**The tasks:**
[1] Can you reproduce, word for word, the passage of the magnetic connector excerpt that opens with the words containing "To dispose an" and closes with "required at least."?
[2] How many lines in the rows contain the string "reading", with case counting? Reply with the number alone.

**Document excerpt:**
** start **

SUMMARY OF THE INVENTION

The invention aims to provide a magnetic connector structure, with such structure, the design on the size of the magnet is free from the restraint on the standard of connection surfaces, and the three problems set forth above are unlikely to be caused.

For this purpose, a magnetic connector structure is provided. The magnetic connector structure is provided with a connection surface, conductive terminals, an inner cavity and a magnet. The connection surface comprises a terminal area and a magnetic area, wherein the magnet is arranged in the inner cavity, and a magnetic conductive block is further provided for conducting the magnetic force of the magnet to the magnetic area.

The design on the size of the magnet is free from the restraint on the standard of connection surfaces because the magnet is arranged in the inner cavity. Furthermore,

(1) the conflict between improvement of the magnetic conduction effect and short circuit of the conductive terminals due to the magnet is avoided;

(2) the magnetic conduction effect and the adsorption effect are free from the size of the contact area of the conductive terminals;

(3) the magnetic conduction function is not required by the conductive terminals, the electric conduction function is required by the magnetic conductive block, and the availability of material is high.

To dispose an N pole and an S pole on different positions on the connection surface, with the use of the magnetic conductive block for conducting the magnetic force to the magnetic area, only one magnet instead of two magnets is required at least.

BRIEF DESCRIPTION OF THE DRAWINGS

FIG. 1 is a fitting position schematic diagram of a male connector and a female connector; and

FIG. 2 is an exploded view of the female connector.

DETAILED DESCRIPTION OF THE INVENTION

In the embodiments, the fitted male and female connectors are magnetic connectors.

** end **

**Given records:**
** start **

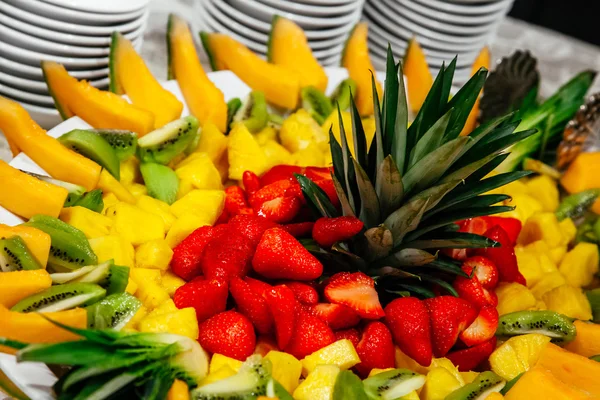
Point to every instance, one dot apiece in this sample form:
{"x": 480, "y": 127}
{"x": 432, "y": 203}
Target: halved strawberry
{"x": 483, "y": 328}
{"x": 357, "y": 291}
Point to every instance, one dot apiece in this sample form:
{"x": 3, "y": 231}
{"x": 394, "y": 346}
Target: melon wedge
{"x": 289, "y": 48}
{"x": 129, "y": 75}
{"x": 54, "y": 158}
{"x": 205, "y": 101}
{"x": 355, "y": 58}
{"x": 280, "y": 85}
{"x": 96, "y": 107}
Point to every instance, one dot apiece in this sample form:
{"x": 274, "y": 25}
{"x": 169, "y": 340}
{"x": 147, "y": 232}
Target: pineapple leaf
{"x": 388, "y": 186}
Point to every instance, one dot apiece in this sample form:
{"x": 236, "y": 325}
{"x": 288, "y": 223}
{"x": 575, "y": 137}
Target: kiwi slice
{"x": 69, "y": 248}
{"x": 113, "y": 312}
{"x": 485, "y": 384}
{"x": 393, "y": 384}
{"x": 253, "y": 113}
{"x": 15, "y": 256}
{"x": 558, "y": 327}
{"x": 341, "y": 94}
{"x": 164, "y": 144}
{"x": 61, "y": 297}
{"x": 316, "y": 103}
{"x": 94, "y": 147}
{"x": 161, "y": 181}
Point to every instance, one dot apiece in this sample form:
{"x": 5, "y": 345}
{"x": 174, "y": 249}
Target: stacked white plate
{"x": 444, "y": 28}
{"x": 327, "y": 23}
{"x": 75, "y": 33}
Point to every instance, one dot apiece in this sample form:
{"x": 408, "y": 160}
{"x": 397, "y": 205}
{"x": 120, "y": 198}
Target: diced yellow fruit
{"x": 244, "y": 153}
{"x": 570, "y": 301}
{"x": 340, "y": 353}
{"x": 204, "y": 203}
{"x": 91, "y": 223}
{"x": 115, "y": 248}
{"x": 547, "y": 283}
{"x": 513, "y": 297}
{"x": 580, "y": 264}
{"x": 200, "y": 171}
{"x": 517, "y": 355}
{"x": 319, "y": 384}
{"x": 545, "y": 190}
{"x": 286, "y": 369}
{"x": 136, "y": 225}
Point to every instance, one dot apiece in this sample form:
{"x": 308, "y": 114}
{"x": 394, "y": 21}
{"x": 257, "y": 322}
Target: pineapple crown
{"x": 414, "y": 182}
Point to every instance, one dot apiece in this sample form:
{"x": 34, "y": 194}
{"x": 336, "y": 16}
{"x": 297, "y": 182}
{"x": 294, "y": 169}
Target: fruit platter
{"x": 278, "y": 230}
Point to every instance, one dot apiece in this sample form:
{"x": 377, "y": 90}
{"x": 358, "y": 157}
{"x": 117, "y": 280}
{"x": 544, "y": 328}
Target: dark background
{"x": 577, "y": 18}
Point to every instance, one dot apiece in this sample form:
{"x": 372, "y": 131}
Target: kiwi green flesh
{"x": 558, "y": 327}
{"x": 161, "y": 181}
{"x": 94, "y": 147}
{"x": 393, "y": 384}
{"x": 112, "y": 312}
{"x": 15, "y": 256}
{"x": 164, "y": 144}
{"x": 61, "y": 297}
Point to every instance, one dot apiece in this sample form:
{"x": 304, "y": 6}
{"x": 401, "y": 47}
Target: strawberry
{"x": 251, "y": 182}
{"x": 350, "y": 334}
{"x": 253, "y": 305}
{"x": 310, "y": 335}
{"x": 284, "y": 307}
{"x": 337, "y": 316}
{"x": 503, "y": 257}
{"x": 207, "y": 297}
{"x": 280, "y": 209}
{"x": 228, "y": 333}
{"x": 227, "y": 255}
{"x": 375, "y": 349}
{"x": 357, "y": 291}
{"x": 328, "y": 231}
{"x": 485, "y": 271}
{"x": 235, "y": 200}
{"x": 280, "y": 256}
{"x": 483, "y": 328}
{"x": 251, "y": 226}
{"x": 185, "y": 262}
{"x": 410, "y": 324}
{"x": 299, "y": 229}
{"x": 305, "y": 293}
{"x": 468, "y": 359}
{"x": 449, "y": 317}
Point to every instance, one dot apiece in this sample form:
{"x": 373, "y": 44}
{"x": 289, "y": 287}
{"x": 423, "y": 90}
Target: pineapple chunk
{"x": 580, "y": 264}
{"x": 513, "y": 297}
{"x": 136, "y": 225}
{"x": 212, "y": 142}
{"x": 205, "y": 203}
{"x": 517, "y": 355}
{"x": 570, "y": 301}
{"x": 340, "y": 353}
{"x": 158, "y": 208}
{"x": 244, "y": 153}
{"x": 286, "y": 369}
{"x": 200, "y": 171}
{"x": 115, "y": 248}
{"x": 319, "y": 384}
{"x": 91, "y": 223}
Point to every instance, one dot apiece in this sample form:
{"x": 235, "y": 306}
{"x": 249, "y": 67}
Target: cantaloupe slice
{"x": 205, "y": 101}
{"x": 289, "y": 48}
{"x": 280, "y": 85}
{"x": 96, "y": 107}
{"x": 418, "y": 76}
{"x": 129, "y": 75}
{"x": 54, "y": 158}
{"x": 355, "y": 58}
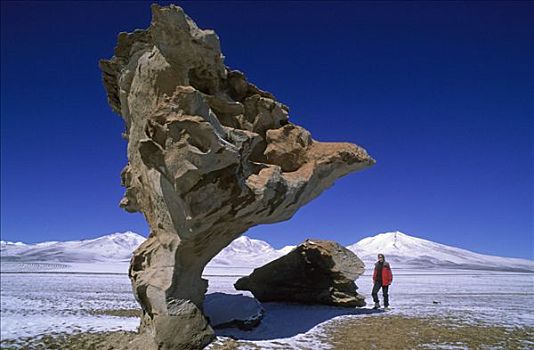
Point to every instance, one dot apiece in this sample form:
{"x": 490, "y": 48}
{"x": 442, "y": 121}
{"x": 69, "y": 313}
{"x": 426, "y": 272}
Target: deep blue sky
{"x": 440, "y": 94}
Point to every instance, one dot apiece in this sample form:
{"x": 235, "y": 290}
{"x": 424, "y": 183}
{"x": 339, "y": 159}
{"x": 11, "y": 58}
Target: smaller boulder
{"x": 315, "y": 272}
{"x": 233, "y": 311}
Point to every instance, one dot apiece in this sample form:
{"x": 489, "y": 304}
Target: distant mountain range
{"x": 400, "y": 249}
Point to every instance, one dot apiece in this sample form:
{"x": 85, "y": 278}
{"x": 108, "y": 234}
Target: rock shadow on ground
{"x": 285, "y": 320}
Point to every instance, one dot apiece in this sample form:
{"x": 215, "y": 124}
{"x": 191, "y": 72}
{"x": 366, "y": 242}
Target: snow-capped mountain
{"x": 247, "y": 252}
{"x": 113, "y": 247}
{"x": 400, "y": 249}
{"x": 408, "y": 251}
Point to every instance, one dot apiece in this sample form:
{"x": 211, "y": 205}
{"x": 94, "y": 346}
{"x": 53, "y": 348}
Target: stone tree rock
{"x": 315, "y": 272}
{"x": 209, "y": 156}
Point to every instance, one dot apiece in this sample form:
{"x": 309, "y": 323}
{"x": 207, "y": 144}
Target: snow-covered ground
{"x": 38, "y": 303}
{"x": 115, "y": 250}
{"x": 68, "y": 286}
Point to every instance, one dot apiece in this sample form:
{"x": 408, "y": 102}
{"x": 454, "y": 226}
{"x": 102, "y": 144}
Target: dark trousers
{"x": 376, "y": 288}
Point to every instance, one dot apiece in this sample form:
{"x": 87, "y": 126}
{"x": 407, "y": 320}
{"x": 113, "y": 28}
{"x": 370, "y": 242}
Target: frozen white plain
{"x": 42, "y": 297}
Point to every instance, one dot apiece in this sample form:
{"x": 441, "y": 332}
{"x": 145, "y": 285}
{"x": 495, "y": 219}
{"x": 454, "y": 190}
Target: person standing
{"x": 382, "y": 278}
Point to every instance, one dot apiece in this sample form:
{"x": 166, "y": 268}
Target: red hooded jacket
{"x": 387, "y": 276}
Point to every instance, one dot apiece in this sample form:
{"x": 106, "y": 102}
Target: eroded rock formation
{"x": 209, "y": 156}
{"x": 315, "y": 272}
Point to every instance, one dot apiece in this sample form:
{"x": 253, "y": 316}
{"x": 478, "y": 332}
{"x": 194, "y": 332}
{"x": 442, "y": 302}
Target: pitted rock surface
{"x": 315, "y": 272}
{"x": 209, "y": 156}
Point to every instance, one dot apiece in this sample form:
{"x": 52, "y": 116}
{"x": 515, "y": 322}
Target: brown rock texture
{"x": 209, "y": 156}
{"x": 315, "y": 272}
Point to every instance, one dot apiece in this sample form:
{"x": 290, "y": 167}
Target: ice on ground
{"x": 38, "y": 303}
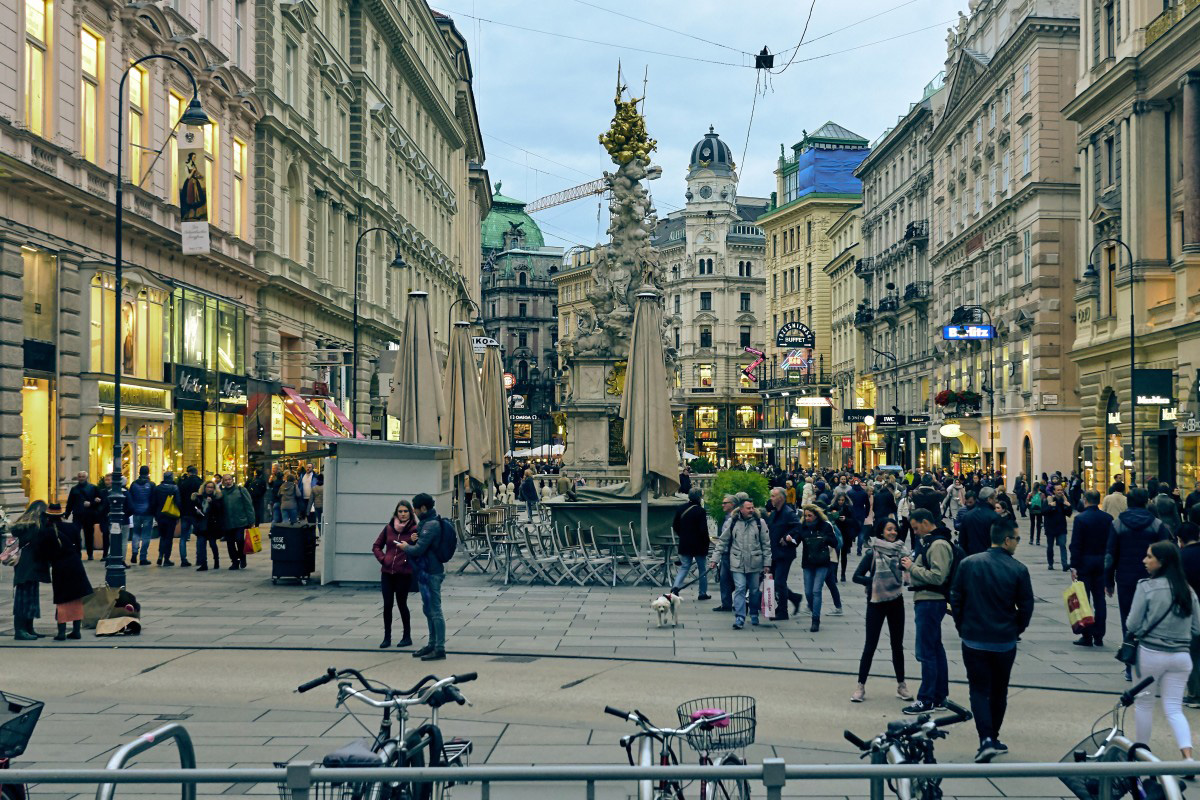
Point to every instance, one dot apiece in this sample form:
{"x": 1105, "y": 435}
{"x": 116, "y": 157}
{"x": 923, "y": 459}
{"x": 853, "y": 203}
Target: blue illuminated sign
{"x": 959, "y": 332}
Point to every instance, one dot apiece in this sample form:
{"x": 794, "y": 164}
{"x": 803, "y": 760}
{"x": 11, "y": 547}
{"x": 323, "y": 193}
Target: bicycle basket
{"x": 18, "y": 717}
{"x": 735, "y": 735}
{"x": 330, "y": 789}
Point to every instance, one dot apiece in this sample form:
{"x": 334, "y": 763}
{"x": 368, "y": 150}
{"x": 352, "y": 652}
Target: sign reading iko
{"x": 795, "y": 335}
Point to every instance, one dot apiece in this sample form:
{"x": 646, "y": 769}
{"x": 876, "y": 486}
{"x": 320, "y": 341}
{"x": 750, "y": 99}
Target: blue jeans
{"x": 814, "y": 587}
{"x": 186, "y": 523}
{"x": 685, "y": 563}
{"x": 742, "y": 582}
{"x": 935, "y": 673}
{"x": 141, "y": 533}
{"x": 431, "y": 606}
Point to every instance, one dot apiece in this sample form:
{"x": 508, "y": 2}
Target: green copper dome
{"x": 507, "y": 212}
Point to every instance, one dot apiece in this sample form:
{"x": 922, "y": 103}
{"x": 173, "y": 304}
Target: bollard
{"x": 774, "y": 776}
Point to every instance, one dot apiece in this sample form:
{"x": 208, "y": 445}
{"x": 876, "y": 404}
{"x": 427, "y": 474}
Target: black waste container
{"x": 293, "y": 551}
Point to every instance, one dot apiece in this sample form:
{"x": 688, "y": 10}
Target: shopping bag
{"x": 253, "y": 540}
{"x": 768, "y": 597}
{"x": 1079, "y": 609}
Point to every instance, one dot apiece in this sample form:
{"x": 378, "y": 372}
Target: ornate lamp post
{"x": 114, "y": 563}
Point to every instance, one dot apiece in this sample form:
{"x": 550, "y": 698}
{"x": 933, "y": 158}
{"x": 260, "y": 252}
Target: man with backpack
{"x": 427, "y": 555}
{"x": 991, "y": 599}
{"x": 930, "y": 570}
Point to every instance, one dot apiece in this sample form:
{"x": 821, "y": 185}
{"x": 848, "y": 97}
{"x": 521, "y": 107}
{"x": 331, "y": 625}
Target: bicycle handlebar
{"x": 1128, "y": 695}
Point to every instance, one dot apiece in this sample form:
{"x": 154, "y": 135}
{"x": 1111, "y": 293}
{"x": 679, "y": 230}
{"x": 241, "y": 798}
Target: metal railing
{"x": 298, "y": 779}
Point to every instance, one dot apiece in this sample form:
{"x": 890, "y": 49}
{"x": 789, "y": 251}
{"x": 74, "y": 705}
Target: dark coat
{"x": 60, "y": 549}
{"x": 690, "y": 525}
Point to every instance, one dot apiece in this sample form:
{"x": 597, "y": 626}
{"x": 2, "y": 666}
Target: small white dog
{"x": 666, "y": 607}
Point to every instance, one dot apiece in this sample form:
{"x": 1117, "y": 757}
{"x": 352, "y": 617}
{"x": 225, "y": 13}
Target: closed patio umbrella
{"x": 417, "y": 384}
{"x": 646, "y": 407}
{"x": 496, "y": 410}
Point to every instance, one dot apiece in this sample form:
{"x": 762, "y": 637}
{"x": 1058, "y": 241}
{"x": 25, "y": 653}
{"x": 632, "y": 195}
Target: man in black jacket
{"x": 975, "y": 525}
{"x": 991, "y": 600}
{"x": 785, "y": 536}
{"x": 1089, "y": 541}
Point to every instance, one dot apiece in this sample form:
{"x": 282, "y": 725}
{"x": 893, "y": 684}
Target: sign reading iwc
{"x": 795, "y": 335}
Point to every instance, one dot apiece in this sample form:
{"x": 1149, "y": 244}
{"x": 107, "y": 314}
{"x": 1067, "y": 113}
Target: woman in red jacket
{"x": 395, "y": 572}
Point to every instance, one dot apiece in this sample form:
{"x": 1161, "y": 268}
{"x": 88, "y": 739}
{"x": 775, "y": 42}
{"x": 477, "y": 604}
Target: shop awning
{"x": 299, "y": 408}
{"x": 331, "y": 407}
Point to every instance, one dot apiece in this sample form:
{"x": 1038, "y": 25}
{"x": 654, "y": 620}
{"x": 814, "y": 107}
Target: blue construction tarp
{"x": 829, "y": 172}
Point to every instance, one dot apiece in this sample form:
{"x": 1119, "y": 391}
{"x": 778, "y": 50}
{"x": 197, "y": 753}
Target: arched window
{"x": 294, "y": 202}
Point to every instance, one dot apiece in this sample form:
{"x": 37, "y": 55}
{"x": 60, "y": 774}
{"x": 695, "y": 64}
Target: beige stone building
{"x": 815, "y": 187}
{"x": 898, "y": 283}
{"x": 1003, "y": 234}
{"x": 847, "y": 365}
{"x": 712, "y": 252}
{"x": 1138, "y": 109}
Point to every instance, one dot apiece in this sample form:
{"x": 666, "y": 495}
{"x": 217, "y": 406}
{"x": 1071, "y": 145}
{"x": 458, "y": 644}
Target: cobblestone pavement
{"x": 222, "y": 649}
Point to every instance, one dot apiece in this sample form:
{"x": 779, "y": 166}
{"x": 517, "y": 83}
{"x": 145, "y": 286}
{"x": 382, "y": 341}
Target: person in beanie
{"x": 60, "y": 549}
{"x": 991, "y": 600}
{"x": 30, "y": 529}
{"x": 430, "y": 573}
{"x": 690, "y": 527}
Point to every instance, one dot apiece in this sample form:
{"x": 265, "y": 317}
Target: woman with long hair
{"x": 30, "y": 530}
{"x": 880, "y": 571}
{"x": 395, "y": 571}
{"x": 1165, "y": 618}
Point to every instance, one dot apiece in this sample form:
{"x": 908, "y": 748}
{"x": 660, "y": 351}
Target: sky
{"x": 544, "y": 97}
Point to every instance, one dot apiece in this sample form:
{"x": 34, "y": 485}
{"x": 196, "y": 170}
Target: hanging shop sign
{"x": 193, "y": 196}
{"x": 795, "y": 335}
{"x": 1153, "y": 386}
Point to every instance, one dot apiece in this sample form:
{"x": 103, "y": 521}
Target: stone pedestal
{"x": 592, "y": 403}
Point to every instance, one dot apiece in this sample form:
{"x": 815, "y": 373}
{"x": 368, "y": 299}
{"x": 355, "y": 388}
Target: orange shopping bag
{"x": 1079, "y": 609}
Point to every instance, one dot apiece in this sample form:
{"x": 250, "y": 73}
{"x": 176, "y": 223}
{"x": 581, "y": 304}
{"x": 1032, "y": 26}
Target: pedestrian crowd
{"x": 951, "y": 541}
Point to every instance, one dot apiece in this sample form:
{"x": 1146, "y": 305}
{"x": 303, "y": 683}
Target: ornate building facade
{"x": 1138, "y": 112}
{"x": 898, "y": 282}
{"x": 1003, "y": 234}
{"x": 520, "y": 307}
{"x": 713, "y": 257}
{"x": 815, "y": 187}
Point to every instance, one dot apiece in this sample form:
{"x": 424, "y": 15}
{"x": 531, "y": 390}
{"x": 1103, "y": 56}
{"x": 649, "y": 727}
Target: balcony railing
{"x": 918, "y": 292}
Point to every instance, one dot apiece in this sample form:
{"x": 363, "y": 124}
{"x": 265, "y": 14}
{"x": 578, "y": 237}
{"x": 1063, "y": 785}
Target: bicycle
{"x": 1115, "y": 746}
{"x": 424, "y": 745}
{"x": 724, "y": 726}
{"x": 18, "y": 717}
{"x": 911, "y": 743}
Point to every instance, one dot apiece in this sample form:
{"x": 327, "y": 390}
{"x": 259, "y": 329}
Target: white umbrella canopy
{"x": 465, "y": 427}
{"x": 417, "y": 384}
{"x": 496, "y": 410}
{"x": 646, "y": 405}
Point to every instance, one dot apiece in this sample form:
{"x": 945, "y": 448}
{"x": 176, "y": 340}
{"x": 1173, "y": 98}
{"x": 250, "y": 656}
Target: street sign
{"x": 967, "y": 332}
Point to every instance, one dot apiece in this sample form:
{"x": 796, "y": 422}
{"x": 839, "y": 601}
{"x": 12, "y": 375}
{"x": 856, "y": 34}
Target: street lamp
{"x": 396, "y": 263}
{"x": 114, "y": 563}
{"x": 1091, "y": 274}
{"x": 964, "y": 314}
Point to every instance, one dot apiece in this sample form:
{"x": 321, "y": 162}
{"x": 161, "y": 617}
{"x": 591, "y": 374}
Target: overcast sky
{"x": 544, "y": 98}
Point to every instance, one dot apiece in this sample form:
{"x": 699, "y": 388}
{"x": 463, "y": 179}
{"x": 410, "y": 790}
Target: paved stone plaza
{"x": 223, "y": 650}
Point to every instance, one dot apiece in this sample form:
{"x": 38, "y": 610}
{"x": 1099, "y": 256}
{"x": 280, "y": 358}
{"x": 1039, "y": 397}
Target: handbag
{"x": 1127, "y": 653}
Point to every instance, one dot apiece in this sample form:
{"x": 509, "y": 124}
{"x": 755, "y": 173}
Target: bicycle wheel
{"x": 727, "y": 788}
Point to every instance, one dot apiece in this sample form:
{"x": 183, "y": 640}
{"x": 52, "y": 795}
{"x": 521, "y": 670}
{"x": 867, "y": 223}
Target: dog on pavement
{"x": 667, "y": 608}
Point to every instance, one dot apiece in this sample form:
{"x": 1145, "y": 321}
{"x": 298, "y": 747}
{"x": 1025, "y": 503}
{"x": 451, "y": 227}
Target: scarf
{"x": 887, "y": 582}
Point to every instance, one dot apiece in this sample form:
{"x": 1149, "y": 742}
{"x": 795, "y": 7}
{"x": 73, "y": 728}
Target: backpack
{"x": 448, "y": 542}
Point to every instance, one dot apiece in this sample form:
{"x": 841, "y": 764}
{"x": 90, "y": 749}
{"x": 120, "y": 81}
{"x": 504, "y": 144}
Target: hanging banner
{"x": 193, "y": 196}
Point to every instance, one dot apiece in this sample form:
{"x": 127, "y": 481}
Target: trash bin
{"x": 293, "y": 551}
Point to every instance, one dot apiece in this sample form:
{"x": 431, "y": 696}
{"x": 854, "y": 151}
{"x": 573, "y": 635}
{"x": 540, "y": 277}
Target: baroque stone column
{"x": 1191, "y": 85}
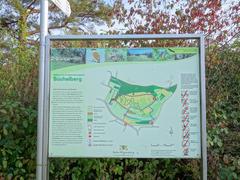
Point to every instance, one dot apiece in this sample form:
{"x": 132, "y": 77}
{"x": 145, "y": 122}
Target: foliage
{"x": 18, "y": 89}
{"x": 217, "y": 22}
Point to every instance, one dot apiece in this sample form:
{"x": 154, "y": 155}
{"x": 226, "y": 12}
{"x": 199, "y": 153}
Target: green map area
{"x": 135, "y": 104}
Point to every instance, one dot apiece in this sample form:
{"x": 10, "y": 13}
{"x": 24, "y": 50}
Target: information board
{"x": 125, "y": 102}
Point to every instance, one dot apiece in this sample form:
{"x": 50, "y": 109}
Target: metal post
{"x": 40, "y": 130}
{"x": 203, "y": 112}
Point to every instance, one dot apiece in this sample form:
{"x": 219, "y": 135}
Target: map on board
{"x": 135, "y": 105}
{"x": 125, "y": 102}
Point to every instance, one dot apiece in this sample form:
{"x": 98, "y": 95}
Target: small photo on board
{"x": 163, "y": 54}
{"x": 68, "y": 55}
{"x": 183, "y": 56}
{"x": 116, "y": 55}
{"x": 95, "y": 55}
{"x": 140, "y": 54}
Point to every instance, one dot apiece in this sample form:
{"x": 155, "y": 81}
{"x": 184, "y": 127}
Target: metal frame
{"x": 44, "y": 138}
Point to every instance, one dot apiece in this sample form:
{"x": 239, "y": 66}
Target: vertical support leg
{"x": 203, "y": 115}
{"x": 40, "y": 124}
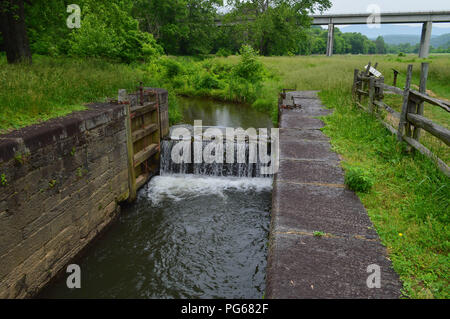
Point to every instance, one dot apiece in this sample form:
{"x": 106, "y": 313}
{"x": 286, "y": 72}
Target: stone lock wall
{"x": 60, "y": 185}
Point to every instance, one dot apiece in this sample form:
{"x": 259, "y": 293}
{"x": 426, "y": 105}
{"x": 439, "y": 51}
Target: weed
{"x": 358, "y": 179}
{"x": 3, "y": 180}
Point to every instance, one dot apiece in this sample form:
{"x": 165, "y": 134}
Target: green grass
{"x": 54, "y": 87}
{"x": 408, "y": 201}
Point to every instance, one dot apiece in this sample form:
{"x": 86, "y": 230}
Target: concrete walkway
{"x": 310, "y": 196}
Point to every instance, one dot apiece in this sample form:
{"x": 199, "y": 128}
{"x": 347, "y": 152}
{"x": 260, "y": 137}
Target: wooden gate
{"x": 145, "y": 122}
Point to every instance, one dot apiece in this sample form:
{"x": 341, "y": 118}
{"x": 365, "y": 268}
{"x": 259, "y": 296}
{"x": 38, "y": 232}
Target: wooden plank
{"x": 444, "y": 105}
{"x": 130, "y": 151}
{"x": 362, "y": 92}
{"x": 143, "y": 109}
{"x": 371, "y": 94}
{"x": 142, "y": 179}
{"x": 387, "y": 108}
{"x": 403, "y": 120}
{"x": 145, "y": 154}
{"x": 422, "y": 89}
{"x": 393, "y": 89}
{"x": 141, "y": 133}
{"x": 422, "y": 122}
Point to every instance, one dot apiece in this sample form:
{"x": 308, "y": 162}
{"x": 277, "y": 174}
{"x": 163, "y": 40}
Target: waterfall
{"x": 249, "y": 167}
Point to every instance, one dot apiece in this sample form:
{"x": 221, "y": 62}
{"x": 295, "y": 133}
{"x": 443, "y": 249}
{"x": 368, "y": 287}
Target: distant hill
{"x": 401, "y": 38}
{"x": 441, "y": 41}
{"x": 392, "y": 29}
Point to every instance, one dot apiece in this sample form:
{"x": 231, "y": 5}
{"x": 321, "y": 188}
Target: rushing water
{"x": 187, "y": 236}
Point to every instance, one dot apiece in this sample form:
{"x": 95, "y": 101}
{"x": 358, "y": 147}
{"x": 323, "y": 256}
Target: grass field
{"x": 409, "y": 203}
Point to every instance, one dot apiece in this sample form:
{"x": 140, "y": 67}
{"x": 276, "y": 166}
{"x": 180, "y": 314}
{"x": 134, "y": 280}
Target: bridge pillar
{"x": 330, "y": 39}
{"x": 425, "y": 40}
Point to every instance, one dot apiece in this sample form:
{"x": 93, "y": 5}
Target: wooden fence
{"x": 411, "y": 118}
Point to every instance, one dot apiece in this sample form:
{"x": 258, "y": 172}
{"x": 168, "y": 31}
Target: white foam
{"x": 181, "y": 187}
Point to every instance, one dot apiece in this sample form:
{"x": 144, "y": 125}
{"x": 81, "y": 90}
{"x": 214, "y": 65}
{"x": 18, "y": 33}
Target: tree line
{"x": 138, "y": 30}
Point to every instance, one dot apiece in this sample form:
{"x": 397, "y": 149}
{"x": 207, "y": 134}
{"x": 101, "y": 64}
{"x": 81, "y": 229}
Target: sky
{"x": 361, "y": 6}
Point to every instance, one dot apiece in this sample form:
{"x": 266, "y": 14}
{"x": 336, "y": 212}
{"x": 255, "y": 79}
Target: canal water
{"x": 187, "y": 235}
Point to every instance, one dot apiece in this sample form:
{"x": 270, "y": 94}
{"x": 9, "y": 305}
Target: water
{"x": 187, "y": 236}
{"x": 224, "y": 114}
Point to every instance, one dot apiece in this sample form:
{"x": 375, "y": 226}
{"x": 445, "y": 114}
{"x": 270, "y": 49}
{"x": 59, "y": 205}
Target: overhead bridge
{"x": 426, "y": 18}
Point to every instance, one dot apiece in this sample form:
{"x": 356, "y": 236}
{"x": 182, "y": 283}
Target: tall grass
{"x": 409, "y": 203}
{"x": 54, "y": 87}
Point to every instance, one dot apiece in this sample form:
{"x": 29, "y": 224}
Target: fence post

** end **

**Solution set:**
[1]
To dispose an N pole and an S pole on different positions on the connection surface, with the use of the magnetic conductive block for conducting the magnetic force to the magnetic area, only one magnet instead of two magnets is required at least.

[2] 2